------ Teks Kutipan

Teknik: iFrame — Akses langsung ke URL sumber frame menggunakan rvest

Section A — Data Collection

iframe_url <- "https://www.scrapethissite.com/pages/frames/?frame=i"
page <- read_html(iframe_url)
cards <- page %>% html_elements(".turtle-family-card")
cat("Total cards ditemukan:", length(cards), "\n")
## Total cards ditemukan: 14
turtles_data <- data.frame()

# LOOPING: iterasi setiap card untuk ambil 3 kolom (name, description, additional_info)
for (card in cards) {

  # Ambil family name
  name <- card %>% html_element(".family-name") %>% html_text(trim = TRUE)
  if (is.null(name) || length(name) == 0 || is.na(name)) name <- "Unknown"

  # Ambil description
  description <- card %>% html_element(".family-bio") %>% html_text(trim = TRUE)
  if (is.null(description) || length(description) == 0 || is.na(description)) description <- "No description available"

  # Ambil additional info (jumlah spesies / info tambahan)
  additional_info <- card %>% html_element(".family-num-species") %>% html_text(trim = TRUE)
  if (is.null(additional_info) || length(additional_info) == 0 || is.na(additional_info)) additional_info <- "Unknown"

  turtles_data <- bind_rows(turtles_data, data.frame(
    family_name     = name,
    description     = description,
    additional_info = additional_info,
    stringsAsFactors = FALSE
  ))
}

cat("Total berhasil diambil:", nrow(turtles_data), "baris\n")
## Total berhasil diambil: 14 baris
cat("Kolom:", paste(names(turtles_data), collapse = ", "), "\n")
## Kolom: family_name, description, additional_info
14
Total Famili
3
Total Kolom
iFrame
Teknik Scraping
Kolom yang diambil: family_name, description, additional_info — memenuhi requirement minimal 3 kolom (name, description, additional info)

Section B — Data Handling

cat("Jumlah Baris  :", nrow(turtles_data), "\n")
## Jumlah Baris  : 14
cat("Jumlah Kolom  :", ncol(turtles_data), "\n")
## Jumlah Kolom  : 3
cat("Nama Kolom    :", paste(names(turtles_data), collapse = ", "), "\n\n")

------------
------ Data Latihan Ini

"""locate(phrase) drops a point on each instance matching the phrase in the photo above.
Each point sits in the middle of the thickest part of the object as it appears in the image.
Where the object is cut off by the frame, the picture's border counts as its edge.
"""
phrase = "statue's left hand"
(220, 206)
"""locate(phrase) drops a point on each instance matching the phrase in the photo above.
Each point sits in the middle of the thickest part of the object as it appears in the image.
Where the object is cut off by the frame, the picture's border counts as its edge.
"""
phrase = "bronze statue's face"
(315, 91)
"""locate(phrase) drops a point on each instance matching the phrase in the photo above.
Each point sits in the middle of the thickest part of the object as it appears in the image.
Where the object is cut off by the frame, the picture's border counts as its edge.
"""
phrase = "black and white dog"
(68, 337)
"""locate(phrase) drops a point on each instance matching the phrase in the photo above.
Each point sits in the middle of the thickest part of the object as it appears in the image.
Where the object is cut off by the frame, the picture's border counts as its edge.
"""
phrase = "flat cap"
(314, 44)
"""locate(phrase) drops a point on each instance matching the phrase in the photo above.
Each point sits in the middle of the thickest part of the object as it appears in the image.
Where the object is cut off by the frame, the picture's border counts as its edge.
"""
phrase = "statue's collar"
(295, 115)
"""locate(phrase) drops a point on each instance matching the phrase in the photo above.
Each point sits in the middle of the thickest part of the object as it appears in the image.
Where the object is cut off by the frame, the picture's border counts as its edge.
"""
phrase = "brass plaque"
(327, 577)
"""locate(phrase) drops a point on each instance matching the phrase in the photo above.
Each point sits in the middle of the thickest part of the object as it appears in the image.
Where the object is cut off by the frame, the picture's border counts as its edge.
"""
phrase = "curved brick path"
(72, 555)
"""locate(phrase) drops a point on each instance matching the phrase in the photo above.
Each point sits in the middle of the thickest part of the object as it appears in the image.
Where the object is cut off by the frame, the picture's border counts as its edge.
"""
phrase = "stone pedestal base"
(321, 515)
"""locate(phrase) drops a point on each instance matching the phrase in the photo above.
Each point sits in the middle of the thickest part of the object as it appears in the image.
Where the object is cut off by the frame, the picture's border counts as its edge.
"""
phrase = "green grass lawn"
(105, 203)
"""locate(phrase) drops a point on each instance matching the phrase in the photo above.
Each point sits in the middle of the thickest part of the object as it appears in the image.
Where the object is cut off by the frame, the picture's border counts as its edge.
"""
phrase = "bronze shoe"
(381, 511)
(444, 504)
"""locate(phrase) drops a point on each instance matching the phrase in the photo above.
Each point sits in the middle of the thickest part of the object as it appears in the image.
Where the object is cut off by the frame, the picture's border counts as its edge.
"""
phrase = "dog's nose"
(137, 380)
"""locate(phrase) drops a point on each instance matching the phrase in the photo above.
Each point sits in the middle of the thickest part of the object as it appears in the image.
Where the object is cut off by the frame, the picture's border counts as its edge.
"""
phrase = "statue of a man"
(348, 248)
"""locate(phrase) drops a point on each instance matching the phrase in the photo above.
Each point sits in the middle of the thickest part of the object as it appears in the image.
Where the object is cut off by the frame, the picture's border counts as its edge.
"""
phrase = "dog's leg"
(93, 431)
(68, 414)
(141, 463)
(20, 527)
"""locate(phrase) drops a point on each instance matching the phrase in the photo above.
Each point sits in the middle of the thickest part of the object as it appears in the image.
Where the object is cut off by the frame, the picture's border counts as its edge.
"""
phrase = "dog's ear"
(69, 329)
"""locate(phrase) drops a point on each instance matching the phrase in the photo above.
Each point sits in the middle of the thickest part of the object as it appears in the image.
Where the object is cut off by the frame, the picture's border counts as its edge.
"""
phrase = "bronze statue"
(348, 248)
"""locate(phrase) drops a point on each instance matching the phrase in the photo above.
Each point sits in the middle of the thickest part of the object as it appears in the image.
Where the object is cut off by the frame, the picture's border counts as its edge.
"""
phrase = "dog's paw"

------------

**Kerjakan Tugas Berikut:**
a - Salin persis bagian teks kutipan mulai dari "if (is.null(description) ||" sampai dengan "spesies / info tambahan)".
b - Tolong hitung berapa baris catatan yang memuat kata "bronze", dengan huruf besar dan kecil dibedakan. Jawab dengan angkanya saja.
Teks kutipan dan catatan diambil dari sumber yang berlainan.

**Jawaban Tugas:**
a -
if (is.null(description) || length(description) == 0 || is.na(description)) description <- "No description available"

  # Ambil additional info (jumlah spesies / info tambahan)

b - 3